> _ASSIGNMENT_: Exactly as written, retype the lines that run from the line holding "Where can the street be" through the end of the records below. Do not include pictures.
━━━━━━━━━━
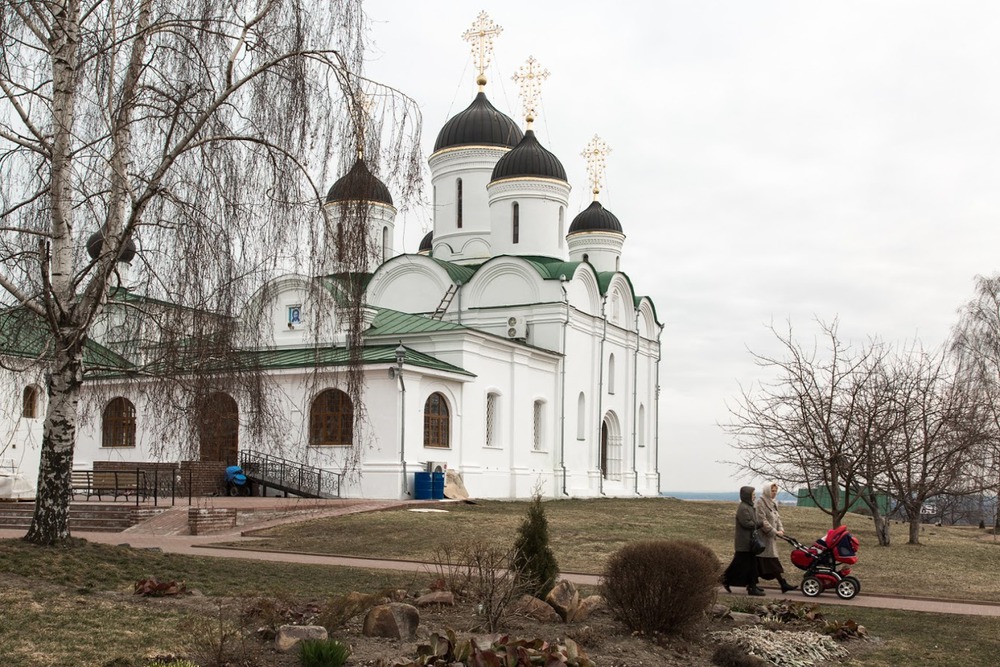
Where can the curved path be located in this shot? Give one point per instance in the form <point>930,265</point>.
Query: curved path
<point>167,533</point>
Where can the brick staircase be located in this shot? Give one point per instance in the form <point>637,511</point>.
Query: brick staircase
<point>82,516</point>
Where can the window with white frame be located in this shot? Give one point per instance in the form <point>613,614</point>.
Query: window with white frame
<point>492,419</point>
<point>642,425</point>
<point>538,424</point>
<point>611,374</point>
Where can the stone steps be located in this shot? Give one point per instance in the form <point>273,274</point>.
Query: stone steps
<point>82,516</point>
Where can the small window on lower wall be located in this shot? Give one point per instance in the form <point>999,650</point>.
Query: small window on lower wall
<point>118,423</point>
<point>331,419</point>
<point>437,422</point>
<point>538,426</point>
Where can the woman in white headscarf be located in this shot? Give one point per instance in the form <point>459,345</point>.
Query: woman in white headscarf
<point>768,563</point>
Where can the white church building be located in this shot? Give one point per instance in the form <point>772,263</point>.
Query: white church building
<point>511,347</point>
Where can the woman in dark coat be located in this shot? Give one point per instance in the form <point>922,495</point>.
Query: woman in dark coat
<point>768,564</point>
<point>742,571</point>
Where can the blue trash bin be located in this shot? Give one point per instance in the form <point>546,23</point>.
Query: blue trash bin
<point>437,485</point>
<point>422,486</point>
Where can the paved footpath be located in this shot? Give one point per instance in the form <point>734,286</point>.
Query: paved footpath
<point>167,533</point>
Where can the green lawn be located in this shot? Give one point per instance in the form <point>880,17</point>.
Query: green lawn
<point>73,606</point>
<point>950,562</point>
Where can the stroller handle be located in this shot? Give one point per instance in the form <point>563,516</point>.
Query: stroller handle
<point>791,540</point>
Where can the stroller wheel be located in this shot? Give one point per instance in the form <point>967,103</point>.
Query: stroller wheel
<point>811,587</point>
<point>848,588</point>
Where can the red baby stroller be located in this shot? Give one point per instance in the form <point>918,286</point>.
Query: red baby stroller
<point>825,563</point>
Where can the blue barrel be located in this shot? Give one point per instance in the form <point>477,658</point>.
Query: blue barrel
<point>437,485</point>
<point>422,487</point>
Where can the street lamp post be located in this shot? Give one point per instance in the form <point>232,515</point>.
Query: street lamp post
<point>396,373</point>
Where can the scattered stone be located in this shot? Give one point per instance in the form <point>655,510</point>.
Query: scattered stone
<point>739,618</point>
<point>587,606</point>
<point>564,598</point>
<point>150,587</point>
<point>536,609</point>
<point>290,635</point>
<point>395,621</point>
<point>454,486</point>
<point>437,597</point>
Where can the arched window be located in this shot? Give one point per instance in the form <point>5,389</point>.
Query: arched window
<point>642,425</point>
<point>218,428</point>
<point>562,231</point>
<point>118,423</point>
<point>515,224</point>
<point>538,426</point>
<point>29,402</point>
<point>492,419</point>
<point>611,374</point>
<point>331,419</point>
<point>437,421</point>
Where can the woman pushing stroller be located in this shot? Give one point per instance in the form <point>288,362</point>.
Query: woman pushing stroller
<point>770,528</point>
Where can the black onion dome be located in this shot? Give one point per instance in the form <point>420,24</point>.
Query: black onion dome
<point>96,242</point>
<point>479,125</point>
<point>359,184</point>
<point>595,218</point>
<point>529,158</point>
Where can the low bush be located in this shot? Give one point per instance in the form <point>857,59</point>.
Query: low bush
<point>323,653</point>
<point>533,556</point>
<point>663,586</point>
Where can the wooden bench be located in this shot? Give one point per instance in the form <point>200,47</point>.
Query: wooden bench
<point>101,483</point>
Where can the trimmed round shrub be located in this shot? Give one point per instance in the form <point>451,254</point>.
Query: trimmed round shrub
<point>662,586</point>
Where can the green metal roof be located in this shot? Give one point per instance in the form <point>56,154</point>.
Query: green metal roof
<point>24,334</point>
<point>319,357</point>
<point>459,273</point>
<point>394,323</point>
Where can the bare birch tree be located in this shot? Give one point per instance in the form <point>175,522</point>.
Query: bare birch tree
<point>976,346</point>
<point>940,427</point>
<point>813,422</point>
<point>196,135</point>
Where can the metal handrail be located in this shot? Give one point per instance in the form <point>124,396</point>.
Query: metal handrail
<point>293,476</point>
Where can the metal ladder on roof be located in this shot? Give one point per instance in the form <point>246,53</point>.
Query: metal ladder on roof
<point>445,302</point>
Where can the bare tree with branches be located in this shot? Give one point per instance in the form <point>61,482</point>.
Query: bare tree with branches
<point>814,423</point>
<point>975,344</point>
<point>939,426</point>
<point>193,138</point>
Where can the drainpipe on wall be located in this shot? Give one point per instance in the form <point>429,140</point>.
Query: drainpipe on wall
<point>635,405</point>
<point>562,388</point>
<point>600,395</point>
<point>656,437</point>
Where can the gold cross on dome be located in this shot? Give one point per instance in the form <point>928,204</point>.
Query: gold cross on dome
<point>529,77</point>
<point>594,153</point>
<point>481,36</point>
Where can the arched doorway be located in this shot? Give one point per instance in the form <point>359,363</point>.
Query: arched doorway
<point>611,447</point>
<point>218,429</point>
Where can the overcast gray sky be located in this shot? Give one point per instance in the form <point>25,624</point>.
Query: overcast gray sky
<point>772,161</point>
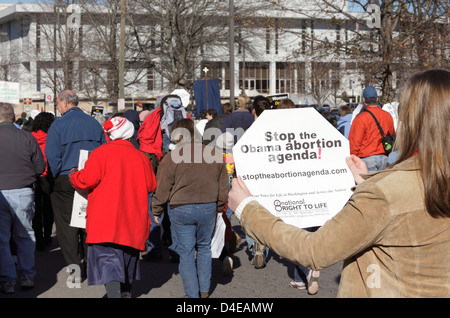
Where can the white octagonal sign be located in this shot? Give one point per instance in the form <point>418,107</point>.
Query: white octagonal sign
<point>293,162</point>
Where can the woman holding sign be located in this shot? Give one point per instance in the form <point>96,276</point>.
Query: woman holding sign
<point>393,235</point>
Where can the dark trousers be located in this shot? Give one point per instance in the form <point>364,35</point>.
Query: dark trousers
<point>43,216</point>
<point>72,240</point>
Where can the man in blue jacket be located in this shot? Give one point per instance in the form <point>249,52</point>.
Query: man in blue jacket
<point>22,162</point>
<point>67,135</point>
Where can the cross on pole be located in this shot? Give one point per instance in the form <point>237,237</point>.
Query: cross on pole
<point>205,69</point>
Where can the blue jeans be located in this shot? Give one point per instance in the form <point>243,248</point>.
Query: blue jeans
<point>376,162</point>
<point>16,216</point>
<point>301,273</point>
<point>193,226</point>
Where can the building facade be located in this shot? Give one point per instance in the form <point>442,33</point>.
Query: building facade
<point>286,53</point>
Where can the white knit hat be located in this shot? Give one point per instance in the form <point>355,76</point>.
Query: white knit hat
<point>119,128</point>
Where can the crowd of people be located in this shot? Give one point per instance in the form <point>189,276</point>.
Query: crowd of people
<point>138,188</point>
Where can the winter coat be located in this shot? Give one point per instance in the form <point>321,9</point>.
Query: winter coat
<point>389,244</point>
<point>184,179</point>
<point>120,178</point>
<point>69,134</point>
<point>364,137</point>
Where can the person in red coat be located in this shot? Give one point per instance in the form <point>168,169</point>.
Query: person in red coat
<point>119,179</point>
<point>43,217</point>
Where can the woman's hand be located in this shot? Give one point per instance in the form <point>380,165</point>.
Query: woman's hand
<point>357,166</point>
<point>238,192</point>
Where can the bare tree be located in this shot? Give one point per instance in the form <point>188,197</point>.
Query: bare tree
<point>175,36</point>
<point>382,37</point>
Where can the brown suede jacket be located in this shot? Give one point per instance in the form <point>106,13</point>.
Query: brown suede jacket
<point>191,173</point>
<point>390,246</point>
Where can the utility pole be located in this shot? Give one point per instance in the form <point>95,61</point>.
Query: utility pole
<point>122,51</point>
<point>231,22</point>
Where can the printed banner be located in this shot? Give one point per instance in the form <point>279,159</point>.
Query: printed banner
<point>293,162</point>
<point>80,199</point>
<point>9,92</point>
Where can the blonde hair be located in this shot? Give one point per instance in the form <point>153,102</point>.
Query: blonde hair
<point>424,113</point>
<point>286,103</point>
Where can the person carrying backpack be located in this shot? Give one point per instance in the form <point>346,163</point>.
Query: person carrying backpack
<point>365,137</point>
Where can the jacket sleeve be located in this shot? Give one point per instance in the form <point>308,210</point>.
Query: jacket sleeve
<point>356,136</point>
<point>355,228</point>
<point>53,151</point>
<point>88,177</point>
<point>224,188</point>
<point>37,158</point>
<point>165,179</point>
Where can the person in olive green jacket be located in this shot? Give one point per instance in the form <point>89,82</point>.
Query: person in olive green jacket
<point>393,235</point>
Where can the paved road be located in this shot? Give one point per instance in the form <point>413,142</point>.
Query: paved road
<point>162,280</point>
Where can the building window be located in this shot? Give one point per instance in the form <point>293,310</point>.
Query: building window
<point>215,71</point>
<point>285,78</point>
<point>38,37</point>
<point>254,76</point>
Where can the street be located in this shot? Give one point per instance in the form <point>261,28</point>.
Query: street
<point>162,280</point>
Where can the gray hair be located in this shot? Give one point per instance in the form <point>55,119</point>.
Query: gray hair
<point>6,112</point>
<point>70,97</point>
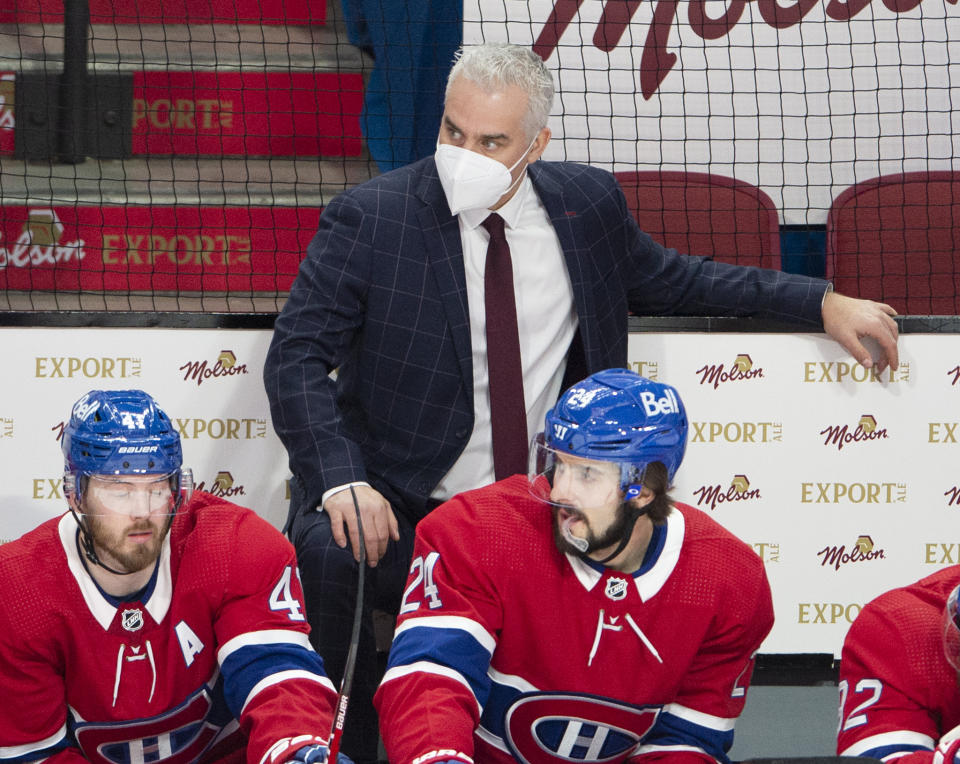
━━━━━━━━━━
> _RESPONSE BELOW_:
Where can the street be located in this shot? Give one point per instance in the form <point>261,28</point>.
Query: street
<point>162,280</point>
Where can the gray hair be located in this shot? Give one point per instance in the form <point>55,119</point>.
Query: gray hair
<point>6,112</point>
<point>70,97</point>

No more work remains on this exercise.